(begin)
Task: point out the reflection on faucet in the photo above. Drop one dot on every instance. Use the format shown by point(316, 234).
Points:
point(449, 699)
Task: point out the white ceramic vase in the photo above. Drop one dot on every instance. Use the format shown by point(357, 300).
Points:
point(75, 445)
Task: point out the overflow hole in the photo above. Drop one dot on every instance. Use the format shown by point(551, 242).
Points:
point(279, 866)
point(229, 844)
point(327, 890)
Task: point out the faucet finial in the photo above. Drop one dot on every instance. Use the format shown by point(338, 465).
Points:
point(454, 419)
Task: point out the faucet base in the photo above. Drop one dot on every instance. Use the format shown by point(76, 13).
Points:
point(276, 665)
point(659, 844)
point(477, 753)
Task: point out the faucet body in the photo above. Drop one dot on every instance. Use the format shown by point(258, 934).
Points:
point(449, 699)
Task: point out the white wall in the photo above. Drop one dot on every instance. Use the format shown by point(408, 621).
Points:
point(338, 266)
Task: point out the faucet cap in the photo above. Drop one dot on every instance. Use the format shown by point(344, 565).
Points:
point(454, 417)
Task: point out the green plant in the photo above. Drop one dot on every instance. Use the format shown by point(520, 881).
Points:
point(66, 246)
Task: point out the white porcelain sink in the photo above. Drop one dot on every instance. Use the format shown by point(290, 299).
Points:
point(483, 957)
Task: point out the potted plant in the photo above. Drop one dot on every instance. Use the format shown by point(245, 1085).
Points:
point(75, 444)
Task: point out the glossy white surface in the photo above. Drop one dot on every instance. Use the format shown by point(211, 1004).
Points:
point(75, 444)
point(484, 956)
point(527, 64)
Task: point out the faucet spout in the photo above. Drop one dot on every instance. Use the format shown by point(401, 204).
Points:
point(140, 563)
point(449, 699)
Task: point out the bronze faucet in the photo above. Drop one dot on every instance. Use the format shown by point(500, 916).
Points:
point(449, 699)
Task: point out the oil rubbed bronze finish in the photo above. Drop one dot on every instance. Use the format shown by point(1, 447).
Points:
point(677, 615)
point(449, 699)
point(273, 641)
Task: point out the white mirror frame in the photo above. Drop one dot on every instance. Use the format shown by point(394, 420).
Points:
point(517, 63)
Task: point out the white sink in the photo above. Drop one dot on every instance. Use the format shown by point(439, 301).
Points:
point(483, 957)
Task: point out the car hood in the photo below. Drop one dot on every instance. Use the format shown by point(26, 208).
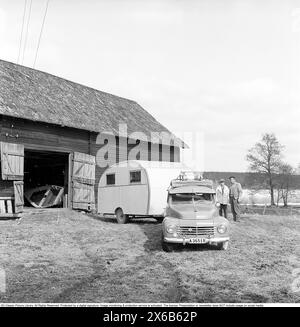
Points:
point(202, 212)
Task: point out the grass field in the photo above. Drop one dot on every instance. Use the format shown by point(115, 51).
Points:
point(64, 256)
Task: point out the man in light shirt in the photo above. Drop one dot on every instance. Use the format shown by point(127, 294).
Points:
point(235, 194)
point(222, 194)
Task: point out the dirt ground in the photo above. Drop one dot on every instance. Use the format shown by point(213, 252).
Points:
point(65, 256)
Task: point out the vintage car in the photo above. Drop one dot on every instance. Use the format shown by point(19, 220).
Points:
point(192, 216)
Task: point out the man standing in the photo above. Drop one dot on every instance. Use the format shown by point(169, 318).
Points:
point(222, 194)
point(235, 193)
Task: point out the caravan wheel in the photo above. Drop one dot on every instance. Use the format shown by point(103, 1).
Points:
point(121, 217)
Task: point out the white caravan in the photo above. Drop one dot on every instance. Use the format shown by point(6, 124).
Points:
point(136, 188)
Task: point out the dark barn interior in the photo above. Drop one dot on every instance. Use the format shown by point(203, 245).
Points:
point(42, 169)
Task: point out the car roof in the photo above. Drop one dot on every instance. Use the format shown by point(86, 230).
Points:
point(191, 189)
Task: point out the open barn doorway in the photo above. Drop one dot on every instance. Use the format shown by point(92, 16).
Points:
point(46, 179)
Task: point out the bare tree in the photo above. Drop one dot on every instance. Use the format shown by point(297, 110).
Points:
point(265, 158)
point(285, 183)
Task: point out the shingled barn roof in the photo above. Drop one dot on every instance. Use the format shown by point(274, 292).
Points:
point(38, 96)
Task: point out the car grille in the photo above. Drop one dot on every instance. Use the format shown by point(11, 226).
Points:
point(195, 231)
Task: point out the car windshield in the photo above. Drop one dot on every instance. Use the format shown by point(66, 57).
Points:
point(188, 198)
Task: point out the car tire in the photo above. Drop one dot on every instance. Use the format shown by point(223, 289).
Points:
point(121, 217)
point(223, 245)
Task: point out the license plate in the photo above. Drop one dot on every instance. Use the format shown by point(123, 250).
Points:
point(198, 240)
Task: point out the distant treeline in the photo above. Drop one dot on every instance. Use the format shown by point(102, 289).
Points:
point(248, 180)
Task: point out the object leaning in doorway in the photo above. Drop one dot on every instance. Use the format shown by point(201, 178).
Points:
point(45, 196)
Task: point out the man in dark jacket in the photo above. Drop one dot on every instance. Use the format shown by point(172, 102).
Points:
point(235, 193)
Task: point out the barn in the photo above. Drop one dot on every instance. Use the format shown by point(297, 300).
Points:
point(49, 134)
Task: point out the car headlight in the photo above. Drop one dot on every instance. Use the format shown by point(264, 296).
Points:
point(222, 229)
point(171, 229)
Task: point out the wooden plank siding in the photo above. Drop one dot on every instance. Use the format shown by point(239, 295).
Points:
point(48, 137)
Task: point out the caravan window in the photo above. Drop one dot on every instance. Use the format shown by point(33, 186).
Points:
point(135, 176)
point(111, 179)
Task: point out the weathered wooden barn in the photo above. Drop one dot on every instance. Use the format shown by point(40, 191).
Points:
point(48, 132)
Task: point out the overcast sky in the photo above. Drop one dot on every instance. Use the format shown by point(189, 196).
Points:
point(229, 70)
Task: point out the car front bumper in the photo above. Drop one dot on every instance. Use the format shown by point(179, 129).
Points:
point(184, 241)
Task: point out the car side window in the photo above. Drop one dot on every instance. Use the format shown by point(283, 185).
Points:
point(110, 179)
point(135, 176)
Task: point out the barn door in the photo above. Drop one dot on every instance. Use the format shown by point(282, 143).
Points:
point(83, 181)
point(12, 161)
point(19, 196)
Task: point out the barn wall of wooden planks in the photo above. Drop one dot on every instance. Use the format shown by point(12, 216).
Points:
point(82, 148)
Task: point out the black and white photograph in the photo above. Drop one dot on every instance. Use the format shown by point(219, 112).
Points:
point(149, 155)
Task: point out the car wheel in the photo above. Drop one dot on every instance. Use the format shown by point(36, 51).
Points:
point(121, 217)
point(223, 245)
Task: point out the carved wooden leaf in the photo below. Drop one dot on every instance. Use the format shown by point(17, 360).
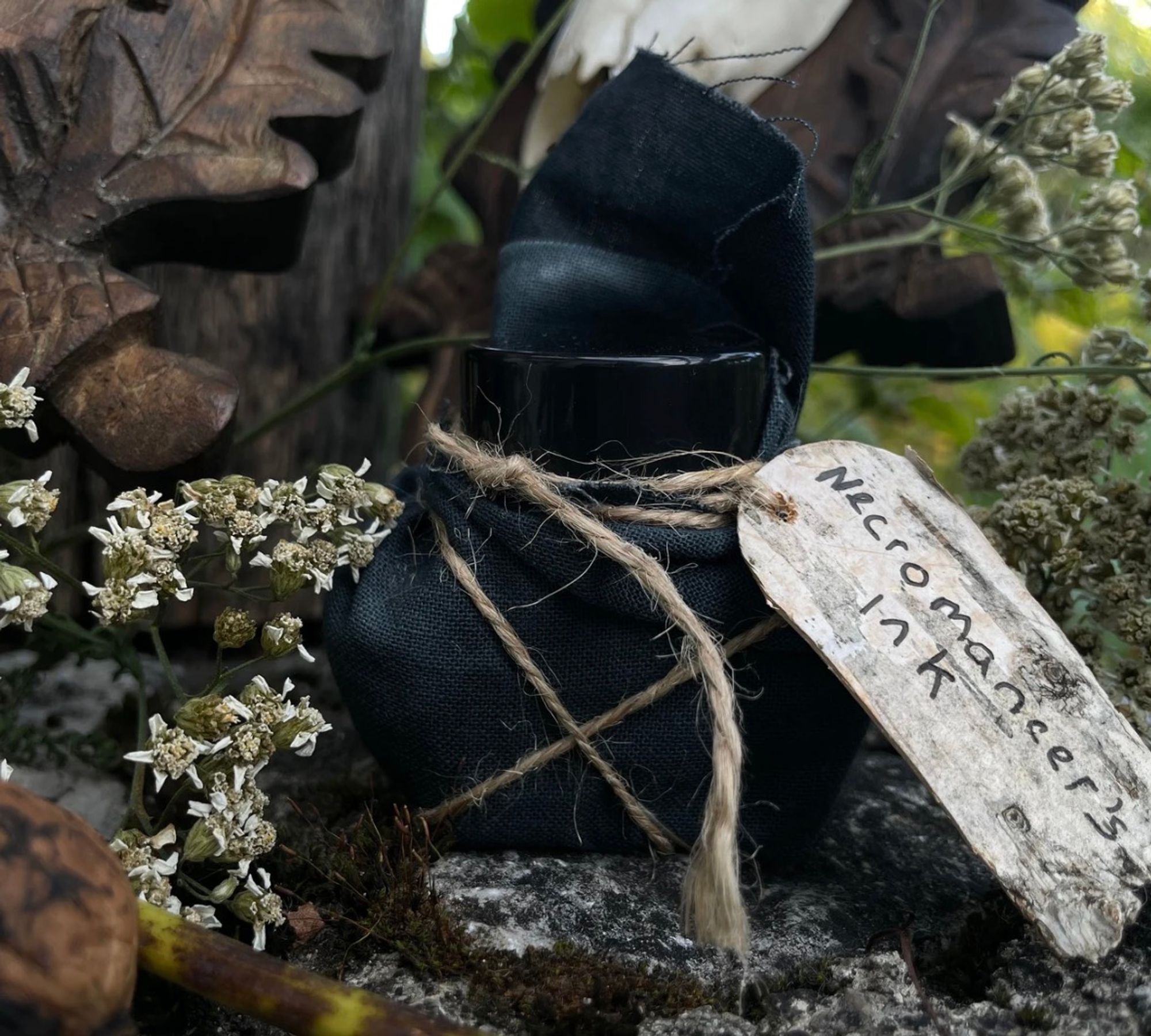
(end)
§ CHALLENGE: Rewrite all of the lines above, changing every "Drop one dot" to "Place one mark" and leaving everything else as it is. Leave the pictures out of your answer.

§ RESULT:
Task: point out the reflection on faucet in the photo above. Place one mark on every instance. Use the format shown by point(316, 234).
Points:
point(449, 699)
Task: point out the white ceramic vase in the photo above. Place one mark on every instance. Use the format shown by point(357, 300).
Points:
point(75, 445)
Task: point out the overflow hole in the photo above. Place one mark on every instance. Use the format shown by point(551, 242).
Points:
point(279, 866)
point(229, 844)
point(327, 890)
Task: point out the faucet finial in the photo above. Place one mark on every instance. Use the format shown by point(338, 465).
Points:
point(454, 419)
Task: point out the faucet base in the photo above. Place one mark on every instance. Use the format shown by point(76, 13).
Points:
point(276, 665)
point(659, 844)
point(477, 753)
Task: point out the faucet body in the photo above. Place one mark on every instance. Use the format shown by point(258, 934).
Points:
point(449, 699)
Task: point out the white wall in the photo above. Place one mark on every instance. Use the format shown by point(408, 621).
Points:
point(338, 266)
Task: point out the faucet cap in the photo above. Place one mark on every instance. Use the format shown by point(344, 565).
Points:
point(454, 417)
Task: point out the green plant in the photo above. Place one mark on every instance. Use the format shown by point(520, 881).
Points:
point(66, 246)
Task: point out the white porcelain sink in the photo above. Place one mark on every instance. Use the format shown by point(290, 299).
Points:
point(483, 957)
Task: point out the potted plant in the photo above. Place one mark on every instance. Use the format shown by point(245, 1085).
Points:
point(75, 444)
Task: point out the glossy white surface in the photo above. Place one mark on every instance. Use the format shown by point(211, 1004).
Points:
point(75, 444)
point(484, 956)
point(527, 64)
Task: point out the faucet spout in the photo above. Place one mark on every instance. Use the format shown by point(401, 204).
Points:
point(140, 563)
point(449, 699)
Task: point out the bronze faucet in the photo above. Place one mark on every instance. Use the format shown by point(500, 916).
Points:
point(449, 699)
Task: point out the oil rubbed bronze finish in the photo above. Place one mark on every instance. Use the format shown by point(1, 447).
Points:
point(677, 615)
point(449, 699)
point(273, 641)
Task: point out the white mirror frame in the photo above. Place one mark on every instance. Use the format shown by point(394, 420).
Points:
point(517, 63)
Task: point out the white sink in the photo above. Place one mark on every instance. Use the format shown by point(439, 301).
Points:
point(483, 957)
Task: point out the car hood in the photo below. Place one mark on every instance. Use the format shown by point(26, 208).
Points:
point(202, 212)
Task: point out the grass field in the photo above. Place one mark on every instance. Use the format shown by point(115, 51).
Points:
point(64, 256)
Task: point out the man in light shirt in the photo above. Place one mark on every instance. Use the format shown by point(127, 294).
Points:
point(235, 194)
point(222, 194)
Task: point out the dirt ground in the photo above. Place one mark on every instance. Use the format shown by point(213, 252).
Points:
point(65, 256)
Task: point out the vintage car in the photo above. Place one mark on every instance. Use the format shown by point(19, 220).
Points:
point(192, 216)
Task: point out the man standing in the photo above. Place one mark on every instance. Use the format shown by point(169, 318).
Points:
point(222, 194)
point(235, 193)
Task: point out the caravan wheel in the photo above. Place one mark on every instance. Use the format shown by point(103, 1).
Points:
point(121, 217)
Task: point out the white caravan in the photo above. Place one mark on every instance. Use the format shown by point(6, 124).
Points:
point(136, 188)
Task: point out the dark barn interior in the photo above. Place one mark on every instance. Use the format shown by point(203, 245).
Points:
point(42, 169)
Task: point out the car roof in the photo above. Place one mark on every instance. Use the format shown by point(86, 230).
Points:
point(191, 189)
Task: point out the open barn doorway in the photo above. Place one mark on every instance. Use the format shown by point(92, 16).
Points:
point(46, 179)
Task: point out the bare tree in the photo above. Place one mark on every instance. Use the format shown by point(297, 110).
Points:
point(265, 158)
point(285, 183)
Task: point out the shingled barn roof in the photo above. Place one mark on every instance. Use the format shown by point(274, 292).
Points:
point(38, 96)
Task: point out the car grille in the photo above. Place one mark on every instance. Use the format shown by point(11, 226).
Points:
point(195, 231)
Task: point out the car windshield in the photo above. Place one mark on every instance. Use the format shown by point(66, 57).
Points:
point(188, 198)
Task: point out the car tire in the photo above. Place one mark on every instance. Use the format shown by point(223, 289).
Points:
point(121, 217)
point(223, 245)
Task: point out the license plate in the photo above. Place one mark on every instance. Use the format shown by point(123, 250).
Points:
point(198, 240)
Task: point out the distant treeline in the photo above. Place one mark on every instance. Use the format shown by point(102, 289).
Points:
point(248, 180)
Task: point out the object leaning in doorway in the photo above. Place one mark on every instance. Use the format shown by point(201, 178).
Points:
point(45, 196)
Task: point out the man in dark jacket in the photo above. Place one mark on every instance. Use the format shown by point(172, 102).
Points:
point(235, 193)
Task: point out the barn in the photo above. Place one mark on every instance. Use the format shown by point(297, 300).
Points:
point(49, 134)
Task: point out the car headlight in the photo above. Place one mark on every instance. Use the format shown by point(264, 296).
Points:
point(222, 229)
point(171, 229)
Task: point out the wooden plank siding in the photo above. Place one mark on every instance. Use the format shown by point(239, 295).
Points:
point(48, 137)
Task: point out the caravan window in the photo above. Place one mark on every instance. Use the format shown by point(33, 186).
Points:
point(135, 176)
point(111, 179)
Task: point out the weathered wooden barn in the photo above. Place one mark on every instance. Use the format shown by point(40, 191).
Points:
point(48, 132)
Task: point out the overcast sky in the photo above. Place one mark on every instance. Use the format shown by point(189, 196).
Points:
point(229, 70)
Task: point out the car front bumper in the photo above. Place one mark on every instance. Use the format shown by point(179, 129).
Points:
point(184, 241)
Task: point out the car side window in the photo above. Place one mark on every instance. Use the format shown by point(283, 185).
Points:
point(110, 179)
point(135, 176)
Task: point out the barn door in the photo above. Place one mark on every instance. Use the format shown by point(282, 143).
Points:
point(83, 181)
point(12, 161)
point(19, 196)
Task: point out the barn wall of wooden planks in the photo above. Place one mark on every instance. Use the format shown by point(12, 216).
Points:
point(82, 148)
Task: point out the black and white photograph in the photo above. Place one mark on every instance. Use the format shown by point(219, 112).
Points:
point(149, 155)
Task: point out the car wheel in the photo above. Place one mark on every instance. Use the format shown by point(36, 51).
Points:
point(121, 217)
point(223, 245)
Task: point out the carved wooden leaf in the photo below. Place one mark on every instance. Use the format shown by point(17, 360).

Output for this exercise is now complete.